● **Direction**:
Extract every line of the data below that contains the string "lawn" and copy each such line in full.
— Begin —
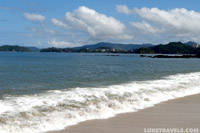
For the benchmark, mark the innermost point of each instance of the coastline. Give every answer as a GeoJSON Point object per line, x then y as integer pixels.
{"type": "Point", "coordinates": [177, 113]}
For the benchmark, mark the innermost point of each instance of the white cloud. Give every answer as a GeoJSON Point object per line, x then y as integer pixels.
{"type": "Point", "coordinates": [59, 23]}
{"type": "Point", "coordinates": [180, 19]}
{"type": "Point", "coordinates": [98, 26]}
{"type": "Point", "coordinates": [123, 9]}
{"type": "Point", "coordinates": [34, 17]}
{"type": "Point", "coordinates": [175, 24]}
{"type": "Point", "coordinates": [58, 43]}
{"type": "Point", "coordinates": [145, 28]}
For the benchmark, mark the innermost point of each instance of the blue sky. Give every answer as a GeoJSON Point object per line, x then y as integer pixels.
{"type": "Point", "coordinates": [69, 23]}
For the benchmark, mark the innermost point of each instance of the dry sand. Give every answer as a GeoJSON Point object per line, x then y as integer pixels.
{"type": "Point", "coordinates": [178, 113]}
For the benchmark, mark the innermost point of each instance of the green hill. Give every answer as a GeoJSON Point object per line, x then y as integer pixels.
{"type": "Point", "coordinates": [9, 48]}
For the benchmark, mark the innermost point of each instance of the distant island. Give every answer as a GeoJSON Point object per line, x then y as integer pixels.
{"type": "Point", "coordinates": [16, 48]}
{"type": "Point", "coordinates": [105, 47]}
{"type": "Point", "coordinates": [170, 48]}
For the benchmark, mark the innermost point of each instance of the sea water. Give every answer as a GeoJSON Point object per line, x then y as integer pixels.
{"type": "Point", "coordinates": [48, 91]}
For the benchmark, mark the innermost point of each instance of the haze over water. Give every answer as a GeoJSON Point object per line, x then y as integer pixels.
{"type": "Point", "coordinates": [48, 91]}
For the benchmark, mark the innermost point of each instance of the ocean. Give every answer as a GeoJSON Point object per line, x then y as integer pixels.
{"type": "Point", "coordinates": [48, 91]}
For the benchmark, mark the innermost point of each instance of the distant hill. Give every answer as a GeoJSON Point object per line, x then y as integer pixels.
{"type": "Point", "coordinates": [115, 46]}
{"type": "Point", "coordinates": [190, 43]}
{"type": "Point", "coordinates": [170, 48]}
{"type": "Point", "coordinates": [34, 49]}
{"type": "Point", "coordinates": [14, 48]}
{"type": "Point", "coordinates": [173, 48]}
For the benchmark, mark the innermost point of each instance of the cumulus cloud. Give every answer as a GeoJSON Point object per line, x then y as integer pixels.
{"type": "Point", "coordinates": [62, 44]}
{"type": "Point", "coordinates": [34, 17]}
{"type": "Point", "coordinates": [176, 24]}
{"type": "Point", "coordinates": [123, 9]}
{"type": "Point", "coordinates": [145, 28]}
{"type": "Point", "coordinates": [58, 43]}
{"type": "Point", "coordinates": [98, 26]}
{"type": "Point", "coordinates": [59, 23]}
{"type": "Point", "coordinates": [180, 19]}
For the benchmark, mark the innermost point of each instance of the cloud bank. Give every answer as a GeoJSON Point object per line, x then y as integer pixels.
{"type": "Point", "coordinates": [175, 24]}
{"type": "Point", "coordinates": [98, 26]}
— End —
— Begin —
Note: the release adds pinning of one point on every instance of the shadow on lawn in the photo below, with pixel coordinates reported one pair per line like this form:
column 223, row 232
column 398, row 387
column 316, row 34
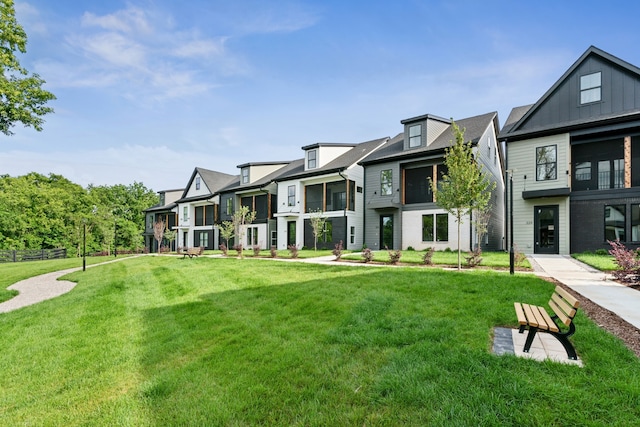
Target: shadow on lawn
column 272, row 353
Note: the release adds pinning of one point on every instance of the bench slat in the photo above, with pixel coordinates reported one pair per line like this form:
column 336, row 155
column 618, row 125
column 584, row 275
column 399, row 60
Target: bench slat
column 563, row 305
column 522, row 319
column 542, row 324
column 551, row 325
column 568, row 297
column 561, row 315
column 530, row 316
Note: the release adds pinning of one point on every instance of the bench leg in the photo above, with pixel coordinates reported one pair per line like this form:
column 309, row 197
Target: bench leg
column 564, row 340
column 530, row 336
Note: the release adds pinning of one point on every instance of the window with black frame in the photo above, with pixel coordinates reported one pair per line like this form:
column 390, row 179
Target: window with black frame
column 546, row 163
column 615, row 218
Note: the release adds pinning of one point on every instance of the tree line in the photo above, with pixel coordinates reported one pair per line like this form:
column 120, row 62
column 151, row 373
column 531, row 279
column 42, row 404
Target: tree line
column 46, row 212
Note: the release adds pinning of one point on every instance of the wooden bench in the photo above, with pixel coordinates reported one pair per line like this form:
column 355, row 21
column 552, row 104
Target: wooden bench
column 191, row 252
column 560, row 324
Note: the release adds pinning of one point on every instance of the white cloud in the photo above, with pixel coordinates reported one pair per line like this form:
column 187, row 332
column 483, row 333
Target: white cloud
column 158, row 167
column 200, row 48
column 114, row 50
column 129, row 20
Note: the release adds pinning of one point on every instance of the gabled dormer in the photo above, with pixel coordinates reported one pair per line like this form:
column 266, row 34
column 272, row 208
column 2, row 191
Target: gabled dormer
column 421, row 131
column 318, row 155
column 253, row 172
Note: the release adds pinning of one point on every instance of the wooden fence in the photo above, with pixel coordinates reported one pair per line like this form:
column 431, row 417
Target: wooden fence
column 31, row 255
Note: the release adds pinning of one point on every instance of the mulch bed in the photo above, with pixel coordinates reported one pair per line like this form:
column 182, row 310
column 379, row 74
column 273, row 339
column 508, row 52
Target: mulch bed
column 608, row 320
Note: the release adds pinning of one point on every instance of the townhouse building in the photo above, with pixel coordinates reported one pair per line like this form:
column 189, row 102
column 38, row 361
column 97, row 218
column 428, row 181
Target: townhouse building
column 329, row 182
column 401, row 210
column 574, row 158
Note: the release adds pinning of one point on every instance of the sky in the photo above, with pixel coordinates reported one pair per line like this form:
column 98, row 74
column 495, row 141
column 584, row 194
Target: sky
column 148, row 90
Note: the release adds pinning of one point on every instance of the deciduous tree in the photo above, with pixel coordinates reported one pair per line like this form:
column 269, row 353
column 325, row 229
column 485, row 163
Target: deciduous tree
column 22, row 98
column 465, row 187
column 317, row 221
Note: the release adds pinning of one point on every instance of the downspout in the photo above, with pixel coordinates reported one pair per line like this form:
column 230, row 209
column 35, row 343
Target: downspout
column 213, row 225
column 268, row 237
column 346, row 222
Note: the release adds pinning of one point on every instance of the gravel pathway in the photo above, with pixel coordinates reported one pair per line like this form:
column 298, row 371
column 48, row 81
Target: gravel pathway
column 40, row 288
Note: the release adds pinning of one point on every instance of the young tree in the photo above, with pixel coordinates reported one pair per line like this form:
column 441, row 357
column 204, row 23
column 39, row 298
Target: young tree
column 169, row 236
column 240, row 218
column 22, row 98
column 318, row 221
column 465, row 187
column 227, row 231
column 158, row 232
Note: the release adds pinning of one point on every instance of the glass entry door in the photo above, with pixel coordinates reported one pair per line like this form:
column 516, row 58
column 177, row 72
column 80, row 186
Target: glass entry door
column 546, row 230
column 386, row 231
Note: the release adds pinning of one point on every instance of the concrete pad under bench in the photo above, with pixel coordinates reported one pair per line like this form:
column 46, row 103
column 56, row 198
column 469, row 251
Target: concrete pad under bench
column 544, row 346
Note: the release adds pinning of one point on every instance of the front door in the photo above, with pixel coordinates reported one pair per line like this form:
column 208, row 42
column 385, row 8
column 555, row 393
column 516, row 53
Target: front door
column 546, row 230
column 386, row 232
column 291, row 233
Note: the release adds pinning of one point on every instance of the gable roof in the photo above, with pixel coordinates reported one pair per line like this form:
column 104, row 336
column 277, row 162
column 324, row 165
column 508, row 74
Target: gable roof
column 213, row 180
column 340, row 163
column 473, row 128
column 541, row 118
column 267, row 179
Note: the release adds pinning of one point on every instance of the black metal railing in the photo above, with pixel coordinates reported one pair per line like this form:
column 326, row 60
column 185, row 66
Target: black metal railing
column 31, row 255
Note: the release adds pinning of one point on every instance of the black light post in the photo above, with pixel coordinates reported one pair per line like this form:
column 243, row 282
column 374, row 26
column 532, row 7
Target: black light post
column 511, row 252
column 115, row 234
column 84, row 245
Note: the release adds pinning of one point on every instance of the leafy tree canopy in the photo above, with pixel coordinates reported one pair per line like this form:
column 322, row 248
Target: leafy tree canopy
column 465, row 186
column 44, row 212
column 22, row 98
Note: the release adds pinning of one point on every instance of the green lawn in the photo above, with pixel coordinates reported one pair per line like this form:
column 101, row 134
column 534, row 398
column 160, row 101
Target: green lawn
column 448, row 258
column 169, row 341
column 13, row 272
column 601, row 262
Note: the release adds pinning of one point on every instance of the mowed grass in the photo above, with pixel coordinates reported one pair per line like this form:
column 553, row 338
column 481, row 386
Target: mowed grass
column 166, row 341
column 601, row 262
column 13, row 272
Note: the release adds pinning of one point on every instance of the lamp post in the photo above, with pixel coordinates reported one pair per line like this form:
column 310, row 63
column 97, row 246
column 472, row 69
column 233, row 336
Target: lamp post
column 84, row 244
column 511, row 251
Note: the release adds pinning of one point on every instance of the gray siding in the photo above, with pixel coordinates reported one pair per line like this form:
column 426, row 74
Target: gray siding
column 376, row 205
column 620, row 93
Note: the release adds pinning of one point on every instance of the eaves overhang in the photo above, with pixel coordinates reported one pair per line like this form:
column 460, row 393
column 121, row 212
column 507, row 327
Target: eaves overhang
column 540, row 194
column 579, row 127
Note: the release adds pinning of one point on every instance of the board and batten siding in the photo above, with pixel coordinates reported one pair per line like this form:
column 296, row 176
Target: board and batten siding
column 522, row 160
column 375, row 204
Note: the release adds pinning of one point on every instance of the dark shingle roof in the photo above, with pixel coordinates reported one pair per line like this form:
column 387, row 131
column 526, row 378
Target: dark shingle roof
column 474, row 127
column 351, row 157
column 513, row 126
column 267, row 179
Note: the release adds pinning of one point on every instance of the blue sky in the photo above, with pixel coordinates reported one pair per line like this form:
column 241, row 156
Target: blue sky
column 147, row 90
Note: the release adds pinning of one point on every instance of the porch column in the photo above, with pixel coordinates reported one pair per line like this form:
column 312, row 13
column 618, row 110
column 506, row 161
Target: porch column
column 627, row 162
— End —
— Begin —
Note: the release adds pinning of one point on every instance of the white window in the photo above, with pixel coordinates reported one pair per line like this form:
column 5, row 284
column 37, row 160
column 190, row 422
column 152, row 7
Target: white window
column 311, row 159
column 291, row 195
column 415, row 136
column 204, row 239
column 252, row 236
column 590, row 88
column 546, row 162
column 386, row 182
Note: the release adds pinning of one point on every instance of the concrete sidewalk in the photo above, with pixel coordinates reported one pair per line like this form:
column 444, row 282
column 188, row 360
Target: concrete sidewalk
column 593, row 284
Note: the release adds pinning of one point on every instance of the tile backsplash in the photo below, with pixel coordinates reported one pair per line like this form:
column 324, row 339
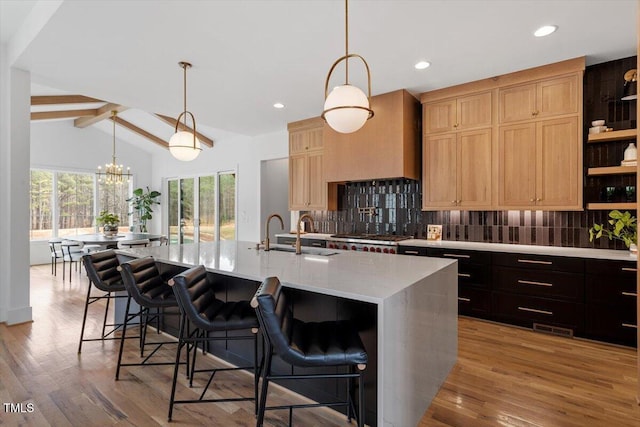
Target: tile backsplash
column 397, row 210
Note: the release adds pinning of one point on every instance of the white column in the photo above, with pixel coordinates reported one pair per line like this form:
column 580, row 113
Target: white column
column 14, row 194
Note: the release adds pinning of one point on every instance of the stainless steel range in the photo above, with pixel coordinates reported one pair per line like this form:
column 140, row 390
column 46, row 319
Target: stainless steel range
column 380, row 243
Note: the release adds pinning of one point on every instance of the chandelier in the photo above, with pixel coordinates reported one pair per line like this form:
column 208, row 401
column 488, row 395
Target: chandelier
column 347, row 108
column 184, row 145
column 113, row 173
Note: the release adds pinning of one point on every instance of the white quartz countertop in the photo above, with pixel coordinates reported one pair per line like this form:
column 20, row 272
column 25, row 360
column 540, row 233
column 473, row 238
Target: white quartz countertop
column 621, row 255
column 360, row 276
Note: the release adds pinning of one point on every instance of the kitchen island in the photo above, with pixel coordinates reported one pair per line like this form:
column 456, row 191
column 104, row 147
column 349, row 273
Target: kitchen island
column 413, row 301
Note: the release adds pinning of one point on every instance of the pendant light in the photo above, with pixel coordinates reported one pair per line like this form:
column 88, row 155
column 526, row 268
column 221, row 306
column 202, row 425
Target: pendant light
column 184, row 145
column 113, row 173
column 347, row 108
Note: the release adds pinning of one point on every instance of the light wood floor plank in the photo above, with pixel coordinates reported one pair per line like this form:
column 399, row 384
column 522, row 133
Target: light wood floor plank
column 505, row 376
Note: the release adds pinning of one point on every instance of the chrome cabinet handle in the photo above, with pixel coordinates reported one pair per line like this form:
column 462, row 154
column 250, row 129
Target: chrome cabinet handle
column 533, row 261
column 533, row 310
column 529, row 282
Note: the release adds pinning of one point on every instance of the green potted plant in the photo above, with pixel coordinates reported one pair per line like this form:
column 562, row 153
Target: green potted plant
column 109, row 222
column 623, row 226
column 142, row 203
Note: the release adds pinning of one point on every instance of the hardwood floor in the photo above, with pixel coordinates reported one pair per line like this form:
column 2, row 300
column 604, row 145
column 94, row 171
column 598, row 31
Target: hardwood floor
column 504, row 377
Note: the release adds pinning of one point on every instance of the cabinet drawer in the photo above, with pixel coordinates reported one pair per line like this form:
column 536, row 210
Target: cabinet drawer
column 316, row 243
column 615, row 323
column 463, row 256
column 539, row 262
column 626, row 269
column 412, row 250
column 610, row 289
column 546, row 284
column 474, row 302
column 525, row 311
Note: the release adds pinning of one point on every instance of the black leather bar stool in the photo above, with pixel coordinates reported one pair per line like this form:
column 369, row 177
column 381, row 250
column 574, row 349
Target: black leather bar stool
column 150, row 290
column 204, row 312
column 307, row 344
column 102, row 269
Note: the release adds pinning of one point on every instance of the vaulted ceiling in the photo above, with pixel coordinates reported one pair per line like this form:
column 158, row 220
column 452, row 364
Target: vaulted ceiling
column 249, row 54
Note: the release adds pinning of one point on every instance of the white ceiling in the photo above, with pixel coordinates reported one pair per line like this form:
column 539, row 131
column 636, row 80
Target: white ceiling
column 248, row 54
— End —
● **Answer below**:
Note: the release adds pinning of one point on every instance of the shadow on lawn in the photo below, with pixel coordinates reported one pair per line like this form:
Target: shadow on lawn
Note: the release adds pinning of one point on every instance of the green lawn in the photo above, with pixel coordinates reported one pair per line like this form:
Target: green lawn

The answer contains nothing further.